● **WHAT TO DO**:
Write the line that includes "Locate the footpath" and all subsequent lines, exactly as written, and nothing more.

● **RECORD EXCERPTS**:
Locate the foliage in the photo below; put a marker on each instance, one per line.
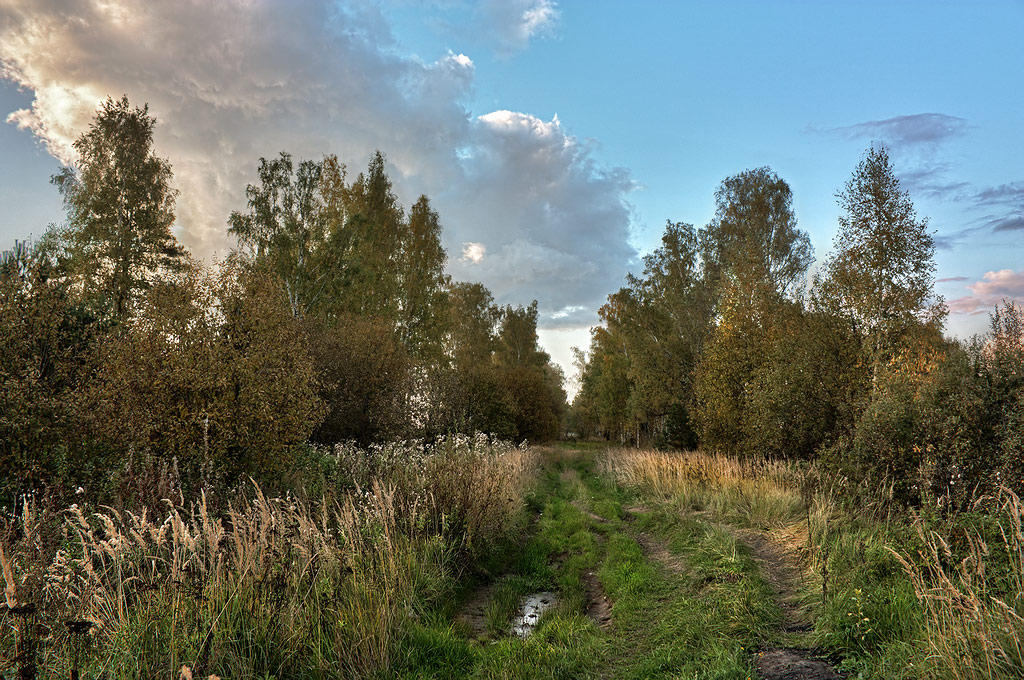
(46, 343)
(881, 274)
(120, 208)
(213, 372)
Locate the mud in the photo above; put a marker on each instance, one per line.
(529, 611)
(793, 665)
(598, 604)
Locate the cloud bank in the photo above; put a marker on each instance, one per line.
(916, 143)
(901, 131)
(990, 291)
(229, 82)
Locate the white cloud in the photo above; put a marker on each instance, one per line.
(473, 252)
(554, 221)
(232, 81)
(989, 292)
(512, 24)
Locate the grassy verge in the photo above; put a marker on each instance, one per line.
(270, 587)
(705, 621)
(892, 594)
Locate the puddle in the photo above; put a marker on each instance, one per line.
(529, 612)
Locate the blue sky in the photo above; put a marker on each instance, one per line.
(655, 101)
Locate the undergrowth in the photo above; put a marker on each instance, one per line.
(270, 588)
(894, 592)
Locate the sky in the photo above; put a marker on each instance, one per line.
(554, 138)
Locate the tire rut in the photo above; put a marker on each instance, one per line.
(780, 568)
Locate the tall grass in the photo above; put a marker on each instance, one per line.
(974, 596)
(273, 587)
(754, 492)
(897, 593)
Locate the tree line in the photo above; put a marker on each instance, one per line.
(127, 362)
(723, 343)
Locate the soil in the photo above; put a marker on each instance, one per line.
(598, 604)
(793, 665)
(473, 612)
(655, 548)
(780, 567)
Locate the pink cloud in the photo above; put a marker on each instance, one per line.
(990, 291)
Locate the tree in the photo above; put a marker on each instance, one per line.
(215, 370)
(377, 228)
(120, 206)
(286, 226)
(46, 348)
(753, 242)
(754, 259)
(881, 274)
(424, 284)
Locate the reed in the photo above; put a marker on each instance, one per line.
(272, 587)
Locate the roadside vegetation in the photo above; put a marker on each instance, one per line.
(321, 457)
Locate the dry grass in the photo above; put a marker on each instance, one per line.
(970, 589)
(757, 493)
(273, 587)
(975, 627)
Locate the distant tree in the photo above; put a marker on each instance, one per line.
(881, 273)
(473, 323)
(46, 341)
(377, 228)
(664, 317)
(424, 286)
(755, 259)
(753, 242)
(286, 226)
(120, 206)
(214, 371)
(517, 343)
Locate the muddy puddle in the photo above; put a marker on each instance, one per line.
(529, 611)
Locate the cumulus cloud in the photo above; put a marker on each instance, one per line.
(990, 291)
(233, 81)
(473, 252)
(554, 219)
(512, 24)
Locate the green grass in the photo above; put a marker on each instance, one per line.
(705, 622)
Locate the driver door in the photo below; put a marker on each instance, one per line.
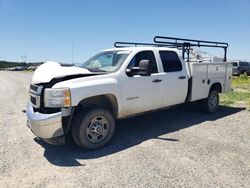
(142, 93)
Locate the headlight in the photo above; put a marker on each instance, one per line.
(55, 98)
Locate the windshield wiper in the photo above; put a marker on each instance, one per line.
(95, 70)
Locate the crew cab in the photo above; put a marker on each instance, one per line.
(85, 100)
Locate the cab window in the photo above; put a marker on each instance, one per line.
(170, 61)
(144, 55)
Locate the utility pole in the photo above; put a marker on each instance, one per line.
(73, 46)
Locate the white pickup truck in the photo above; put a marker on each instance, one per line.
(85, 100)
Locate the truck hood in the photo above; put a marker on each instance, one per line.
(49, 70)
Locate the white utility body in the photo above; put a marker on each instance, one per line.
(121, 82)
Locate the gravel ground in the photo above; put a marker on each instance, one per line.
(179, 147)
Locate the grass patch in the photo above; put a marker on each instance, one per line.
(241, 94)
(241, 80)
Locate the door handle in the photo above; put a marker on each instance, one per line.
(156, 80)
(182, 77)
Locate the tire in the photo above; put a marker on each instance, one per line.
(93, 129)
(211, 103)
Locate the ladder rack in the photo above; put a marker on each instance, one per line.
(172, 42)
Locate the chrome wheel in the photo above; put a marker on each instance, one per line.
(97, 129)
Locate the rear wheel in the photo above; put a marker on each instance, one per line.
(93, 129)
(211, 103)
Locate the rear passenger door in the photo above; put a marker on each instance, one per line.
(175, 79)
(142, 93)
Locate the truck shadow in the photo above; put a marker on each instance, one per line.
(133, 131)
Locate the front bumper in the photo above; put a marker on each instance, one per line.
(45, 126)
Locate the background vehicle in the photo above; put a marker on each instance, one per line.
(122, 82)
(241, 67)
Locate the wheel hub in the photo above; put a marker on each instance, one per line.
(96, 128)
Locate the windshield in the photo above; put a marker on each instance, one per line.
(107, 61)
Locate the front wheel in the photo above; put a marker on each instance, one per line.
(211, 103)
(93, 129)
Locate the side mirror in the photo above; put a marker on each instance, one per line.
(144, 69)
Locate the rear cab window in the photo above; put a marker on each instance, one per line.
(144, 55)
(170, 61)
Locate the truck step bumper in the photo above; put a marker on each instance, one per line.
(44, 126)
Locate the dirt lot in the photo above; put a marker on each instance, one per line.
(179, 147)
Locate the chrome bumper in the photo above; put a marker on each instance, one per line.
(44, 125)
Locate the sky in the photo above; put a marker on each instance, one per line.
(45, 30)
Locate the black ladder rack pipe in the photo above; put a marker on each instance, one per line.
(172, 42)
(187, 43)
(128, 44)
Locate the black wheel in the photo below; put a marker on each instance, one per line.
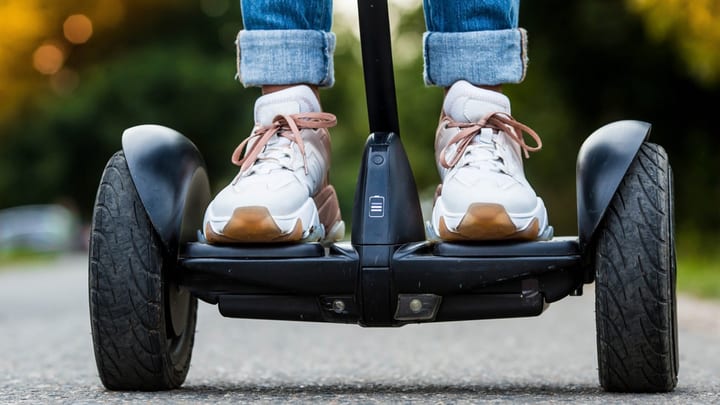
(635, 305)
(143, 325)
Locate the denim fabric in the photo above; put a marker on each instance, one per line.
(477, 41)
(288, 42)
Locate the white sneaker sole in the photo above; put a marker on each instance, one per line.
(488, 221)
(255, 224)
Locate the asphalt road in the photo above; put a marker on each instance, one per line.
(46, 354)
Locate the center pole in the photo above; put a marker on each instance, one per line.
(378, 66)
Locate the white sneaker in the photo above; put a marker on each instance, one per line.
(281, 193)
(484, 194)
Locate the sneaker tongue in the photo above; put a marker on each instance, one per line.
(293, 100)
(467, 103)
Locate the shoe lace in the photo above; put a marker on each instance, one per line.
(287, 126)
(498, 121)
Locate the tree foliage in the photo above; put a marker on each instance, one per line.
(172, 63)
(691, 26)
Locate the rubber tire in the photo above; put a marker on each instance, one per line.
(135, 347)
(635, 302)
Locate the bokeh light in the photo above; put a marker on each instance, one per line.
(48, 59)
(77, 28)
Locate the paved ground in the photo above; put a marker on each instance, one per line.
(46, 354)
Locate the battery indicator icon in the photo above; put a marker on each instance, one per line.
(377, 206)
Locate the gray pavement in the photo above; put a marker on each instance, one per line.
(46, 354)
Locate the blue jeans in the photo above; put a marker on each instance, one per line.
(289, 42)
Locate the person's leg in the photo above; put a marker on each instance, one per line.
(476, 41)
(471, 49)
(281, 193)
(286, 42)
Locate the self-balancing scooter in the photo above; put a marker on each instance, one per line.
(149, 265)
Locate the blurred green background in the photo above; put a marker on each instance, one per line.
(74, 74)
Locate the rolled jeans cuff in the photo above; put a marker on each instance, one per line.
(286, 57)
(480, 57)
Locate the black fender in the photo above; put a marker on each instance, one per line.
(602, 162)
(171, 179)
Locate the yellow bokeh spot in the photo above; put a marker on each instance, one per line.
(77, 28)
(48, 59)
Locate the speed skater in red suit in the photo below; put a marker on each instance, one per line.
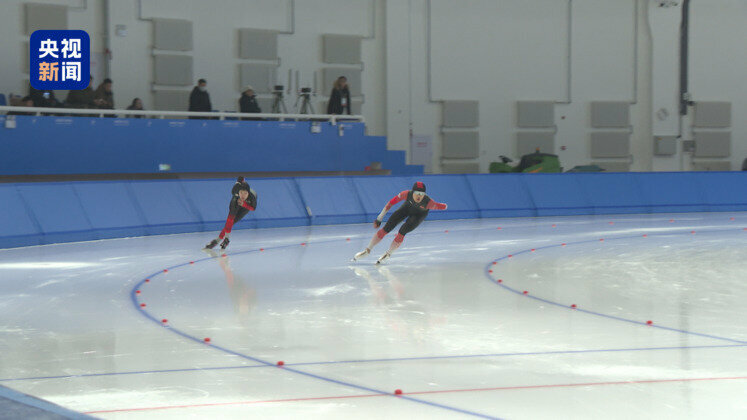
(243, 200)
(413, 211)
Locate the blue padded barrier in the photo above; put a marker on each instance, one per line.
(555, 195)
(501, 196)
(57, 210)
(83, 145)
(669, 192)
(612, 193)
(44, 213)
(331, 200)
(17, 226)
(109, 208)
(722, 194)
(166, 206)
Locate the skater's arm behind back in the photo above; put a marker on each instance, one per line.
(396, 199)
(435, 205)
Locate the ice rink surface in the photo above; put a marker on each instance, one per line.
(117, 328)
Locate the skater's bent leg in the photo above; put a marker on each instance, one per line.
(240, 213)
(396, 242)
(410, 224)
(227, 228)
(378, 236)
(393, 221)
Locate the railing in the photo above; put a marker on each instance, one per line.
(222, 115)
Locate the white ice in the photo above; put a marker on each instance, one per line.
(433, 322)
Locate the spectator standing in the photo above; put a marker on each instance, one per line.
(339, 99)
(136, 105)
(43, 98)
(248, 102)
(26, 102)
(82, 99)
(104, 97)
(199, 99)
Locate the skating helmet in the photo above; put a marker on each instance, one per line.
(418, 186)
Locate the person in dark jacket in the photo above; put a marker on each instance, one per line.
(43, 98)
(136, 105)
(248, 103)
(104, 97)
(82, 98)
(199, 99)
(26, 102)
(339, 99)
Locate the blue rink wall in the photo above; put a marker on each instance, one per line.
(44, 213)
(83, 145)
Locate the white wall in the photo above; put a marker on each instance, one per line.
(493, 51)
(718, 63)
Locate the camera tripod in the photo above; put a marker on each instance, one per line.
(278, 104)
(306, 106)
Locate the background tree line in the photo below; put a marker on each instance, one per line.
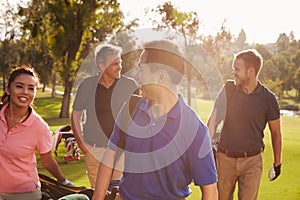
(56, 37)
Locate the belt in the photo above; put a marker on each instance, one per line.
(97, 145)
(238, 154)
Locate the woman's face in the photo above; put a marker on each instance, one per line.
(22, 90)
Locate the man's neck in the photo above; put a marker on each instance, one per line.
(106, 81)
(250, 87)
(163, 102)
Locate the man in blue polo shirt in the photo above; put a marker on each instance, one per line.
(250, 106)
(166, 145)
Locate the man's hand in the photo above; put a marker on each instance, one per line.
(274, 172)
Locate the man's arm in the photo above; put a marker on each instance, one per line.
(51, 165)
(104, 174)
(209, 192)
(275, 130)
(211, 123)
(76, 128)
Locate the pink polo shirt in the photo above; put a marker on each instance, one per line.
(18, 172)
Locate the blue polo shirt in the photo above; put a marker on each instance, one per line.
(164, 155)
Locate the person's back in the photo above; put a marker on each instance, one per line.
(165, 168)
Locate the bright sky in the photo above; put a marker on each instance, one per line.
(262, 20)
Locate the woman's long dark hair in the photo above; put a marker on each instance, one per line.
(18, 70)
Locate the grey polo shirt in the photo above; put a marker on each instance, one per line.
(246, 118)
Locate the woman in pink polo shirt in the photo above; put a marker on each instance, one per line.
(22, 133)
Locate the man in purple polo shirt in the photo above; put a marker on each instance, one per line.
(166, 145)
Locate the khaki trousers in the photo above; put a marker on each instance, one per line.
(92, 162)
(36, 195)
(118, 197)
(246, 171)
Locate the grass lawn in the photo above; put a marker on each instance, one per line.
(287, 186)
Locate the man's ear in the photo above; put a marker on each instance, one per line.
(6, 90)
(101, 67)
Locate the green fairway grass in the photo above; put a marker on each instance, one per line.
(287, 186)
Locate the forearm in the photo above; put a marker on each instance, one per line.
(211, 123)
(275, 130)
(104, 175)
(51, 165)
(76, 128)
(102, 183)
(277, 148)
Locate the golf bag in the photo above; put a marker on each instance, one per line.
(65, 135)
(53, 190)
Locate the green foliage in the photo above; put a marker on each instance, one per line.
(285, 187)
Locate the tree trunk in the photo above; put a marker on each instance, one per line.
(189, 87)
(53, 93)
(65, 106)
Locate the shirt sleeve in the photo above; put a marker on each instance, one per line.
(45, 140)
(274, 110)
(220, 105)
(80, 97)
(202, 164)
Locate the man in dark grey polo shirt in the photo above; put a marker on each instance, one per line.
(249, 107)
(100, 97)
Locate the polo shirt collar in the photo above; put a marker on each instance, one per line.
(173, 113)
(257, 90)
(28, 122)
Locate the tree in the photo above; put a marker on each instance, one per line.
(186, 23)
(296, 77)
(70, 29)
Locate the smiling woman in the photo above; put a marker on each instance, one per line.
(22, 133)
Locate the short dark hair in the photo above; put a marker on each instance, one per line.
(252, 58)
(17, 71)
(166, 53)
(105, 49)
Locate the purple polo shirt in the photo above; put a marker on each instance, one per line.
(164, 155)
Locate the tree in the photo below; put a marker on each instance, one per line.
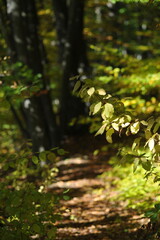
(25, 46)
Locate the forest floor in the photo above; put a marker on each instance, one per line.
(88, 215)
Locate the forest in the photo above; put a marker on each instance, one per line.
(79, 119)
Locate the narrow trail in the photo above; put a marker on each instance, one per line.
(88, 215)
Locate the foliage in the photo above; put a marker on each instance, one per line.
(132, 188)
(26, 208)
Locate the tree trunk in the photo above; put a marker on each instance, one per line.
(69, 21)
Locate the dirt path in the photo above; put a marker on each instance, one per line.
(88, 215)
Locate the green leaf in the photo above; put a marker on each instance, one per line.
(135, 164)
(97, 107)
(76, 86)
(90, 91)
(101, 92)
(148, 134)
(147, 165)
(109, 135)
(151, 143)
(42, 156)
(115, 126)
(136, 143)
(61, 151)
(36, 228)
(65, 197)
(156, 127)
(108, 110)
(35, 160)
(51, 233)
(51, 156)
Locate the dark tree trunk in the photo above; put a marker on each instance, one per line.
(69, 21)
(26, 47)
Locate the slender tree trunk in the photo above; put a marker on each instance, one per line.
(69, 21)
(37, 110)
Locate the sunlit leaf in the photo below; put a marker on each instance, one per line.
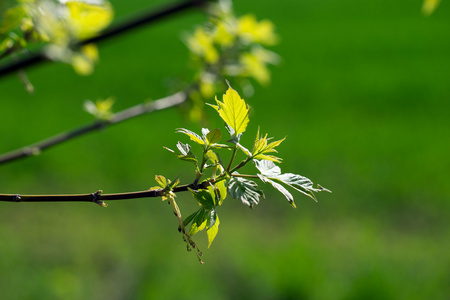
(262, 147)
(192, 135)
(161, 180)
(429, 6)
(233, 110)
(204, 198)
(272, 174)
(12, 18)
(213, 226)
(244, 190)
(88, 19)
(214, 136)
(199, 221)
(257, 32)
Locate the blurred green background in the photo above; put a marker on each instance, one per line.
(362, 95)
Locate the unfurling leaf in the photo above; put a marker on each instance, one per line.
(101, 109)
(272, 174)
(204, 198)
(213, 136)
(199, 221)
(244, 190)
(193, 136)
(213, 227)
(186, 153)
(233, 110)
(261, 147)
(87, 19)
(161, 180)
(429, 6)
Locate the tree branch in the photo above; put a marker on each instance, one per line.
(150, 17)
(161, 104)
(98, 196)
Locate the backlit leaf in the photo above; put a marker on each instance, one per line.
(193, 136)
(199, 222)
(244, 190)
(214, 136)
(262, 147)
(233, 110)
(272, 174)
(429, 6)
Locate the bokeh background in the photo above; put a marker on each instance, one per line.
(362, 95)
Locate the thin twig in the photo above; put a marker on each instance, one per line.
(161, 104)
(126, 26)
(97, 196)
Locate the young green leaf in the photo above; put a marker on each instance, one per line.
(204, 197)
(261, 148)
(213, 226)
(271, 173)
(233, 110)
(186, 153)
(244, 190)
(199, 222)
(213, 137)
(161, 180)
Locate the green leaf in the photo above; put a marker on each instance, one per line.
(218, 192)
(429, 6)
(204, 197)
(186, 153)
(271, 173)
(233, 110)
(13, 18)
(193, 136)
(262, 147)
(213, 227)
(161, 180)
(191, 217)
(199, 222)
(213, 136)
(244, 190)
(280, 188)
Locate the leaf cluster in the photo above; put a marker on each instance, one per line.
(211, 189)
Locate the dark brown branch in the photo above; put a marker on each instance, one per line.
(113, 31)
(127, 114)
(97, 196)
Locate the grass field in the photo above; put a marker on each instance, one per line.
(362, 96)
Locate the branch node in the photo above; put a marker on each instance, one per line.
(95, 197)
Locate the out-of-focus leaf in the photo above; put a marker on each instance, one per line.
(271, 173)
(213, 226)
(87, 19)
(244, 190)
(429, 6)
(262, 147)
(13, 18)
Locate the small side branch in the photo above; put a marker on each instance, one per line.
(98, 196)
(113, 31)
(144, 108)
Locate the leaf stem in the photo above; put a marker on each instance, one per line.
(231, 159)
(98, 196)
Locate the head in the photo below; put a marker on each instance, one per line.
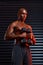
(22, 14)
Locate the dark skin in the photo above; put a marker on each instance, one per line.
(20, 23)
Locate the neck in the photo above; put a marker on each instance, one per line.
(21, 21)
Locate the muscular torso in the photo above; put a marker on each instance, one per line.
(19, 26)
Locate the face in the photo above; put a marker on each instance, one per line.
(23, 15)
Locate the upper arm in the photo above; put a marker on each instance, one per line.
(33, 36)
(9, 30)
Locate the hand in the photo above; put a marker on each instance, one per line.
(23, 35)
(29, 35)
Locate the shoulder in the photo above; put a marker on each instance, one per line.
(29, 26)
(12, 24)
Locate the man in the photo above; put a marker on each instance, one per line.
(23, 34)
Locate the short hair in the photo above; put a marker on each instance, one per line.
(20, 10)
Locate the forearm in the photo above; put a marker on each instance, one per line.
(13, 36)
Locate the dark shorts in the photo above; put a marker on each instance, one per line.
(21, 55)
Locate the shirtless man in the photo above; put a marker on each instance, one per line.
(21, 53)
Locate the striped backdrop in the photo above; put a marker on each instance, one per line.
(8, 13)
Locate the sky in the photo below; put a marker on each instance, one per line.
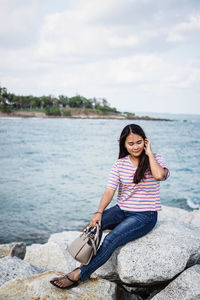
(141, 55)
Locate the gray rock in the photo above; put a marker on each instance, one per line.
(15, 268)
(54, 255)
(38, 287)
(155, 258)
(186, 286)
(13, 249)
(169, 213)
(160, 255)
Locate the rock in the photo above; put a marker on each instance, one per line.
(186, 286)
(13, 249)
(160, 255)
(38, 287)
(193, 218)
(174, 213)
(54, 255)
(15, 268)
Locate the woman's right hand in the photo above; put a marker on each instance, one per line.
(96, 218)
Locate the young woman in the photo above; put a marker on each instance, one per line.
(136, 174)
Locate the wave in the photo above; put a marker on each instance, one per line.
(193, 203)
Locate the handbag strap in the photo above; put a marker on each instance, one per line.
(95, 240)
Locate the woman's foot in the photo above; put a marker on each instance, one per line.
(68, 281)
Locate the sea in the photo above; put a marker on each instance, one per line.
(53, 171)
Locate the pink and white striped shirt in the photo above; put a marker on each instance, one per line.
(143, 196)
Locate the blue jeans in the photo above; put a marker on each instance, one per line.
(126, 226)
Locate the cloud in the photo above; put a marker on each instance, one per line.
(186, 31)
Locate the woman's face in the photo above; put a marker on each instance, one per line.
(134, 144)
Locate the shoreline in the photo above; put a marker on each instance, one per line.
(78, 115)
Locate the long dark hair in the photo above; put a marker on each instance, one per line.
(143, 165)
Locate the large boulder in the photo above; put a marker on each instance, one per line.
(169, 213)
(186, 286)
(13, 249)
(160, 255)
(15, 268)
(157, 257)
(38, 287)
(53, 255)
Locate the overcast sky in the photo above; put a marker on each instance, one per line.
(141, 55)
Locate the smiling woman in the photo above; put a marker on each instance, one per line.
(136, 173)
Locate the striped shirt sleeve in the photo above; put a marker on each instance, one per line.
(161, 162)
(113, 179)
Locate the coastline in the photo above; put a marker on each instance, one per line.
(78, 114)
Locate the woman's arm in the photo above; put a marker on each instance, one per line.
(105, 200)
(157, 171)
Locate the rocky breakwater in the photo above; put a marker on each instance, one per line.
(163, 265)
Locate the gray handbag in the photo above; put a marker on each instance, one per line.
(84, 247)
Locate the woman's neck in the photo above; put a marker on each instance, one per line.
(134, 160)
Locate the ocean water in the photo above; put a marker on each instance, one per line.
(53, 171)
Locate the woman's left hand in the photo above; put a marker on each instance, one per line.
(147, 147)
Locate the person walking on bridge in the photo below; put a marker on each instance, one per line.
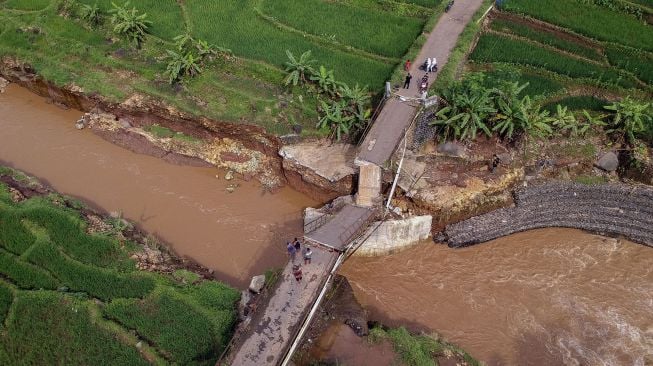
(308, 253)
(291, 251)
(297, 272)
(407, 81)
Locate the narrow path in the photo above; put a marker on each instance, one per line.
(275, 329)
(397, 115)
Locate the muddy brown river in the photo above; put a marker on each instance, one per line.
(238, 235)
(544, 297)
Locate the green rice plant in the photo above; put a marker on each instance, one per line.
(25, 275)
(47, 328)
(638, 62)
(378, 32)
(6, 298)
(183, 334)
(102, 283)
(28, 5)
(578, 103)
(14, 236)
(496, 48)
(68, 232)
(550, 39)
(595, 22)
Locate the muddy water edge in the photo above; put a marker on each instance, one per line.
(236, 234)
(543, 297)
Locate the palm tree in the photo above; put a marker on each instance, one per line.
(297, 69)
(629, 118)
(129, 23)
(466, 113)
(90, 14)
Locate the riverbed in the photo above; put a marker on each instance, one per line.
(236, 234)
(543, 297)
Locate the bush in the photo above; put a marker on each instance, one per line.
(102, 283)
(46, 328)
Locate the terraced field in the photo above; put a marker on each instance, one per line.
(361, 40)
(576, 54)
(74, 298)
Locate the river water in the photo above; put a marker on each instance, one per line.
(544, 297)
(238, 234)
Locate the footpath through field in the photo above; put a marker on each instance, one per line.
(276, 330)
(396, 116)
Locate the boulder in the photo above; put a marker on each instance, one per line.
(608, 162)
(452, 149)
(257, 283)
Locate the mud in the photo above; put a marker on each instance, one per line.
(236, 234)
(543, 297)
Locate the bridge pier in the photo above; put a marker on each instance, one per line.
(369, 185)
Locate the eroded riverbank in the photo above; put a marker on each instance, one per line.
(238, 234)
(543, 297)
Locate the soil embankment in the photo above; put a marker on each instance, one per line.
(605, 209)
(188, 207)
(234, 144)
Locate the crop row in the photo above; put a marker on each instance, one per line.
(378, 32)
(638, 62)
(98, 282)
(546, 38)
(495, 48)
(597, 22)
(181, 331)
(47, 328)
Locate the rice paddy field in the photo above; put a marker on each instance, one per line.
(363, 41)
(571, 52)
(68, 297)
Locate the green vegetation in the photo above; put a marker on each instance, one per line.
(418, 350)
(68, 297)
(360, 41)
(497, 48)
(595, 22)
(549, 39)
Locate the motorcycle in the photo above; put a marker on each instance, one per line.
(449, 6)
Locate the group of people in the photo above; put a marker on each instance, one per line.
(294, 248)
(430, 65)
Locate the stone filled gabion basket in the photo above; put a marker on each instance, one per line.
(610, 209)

● **FULL ANSWER**:
Locate the footpath through field in the photo above; put a marker on each instance, one per line.
(276, 330)
(396, 116)
Locate the boulder in the photo above; put a marker on each instance, one per line.
(608, 162)
(452, 149)
(257, 283)
Locate the mud in the photo above; put a marker on each instance, one per line.
(236, 234)
(543, 297)
Locate the bridge pier in the photo above; put a marker on each instance, one per line.
(369, 185)
Locate the eroded riverbank in the photo above; put a marker on each instance, one per line.
(238, 234)
(543, 297)
Locate the soil embankment in the photo above; put a marker on each instance, one per line.
(605, 209)
(188, 207)
(234, 144)
Locate the crop row in the photo above; put a marker on each instance, one per line.
(378, 32)
(638, 62)
(98, 282)
(546, 38)
(495, 48)
(597, 22)
(181, 331)
(47, 328)
Locate the rice paddy field in the photo above; put a marker on each instance, one per line.
(363, 41)
(571, 52)
(68, 297)
Locate the green vegetation in the photo above; put a marker on each instance, one per line.
(418, 350)
(68, 297)
(360, 41)
(497, 48)
(595, 22)
(549, 39)
Locate the motorcycle in the photo above; put a marker on each instance, one per line.
(449, 6)
Locate the group of people in the photo above; put a marker on each instance, one per line.
(294, 248)
(430, 65)
Locate the stone filled gabion basket in the photo above; put a marker on each instance, one per line.
(610, 209)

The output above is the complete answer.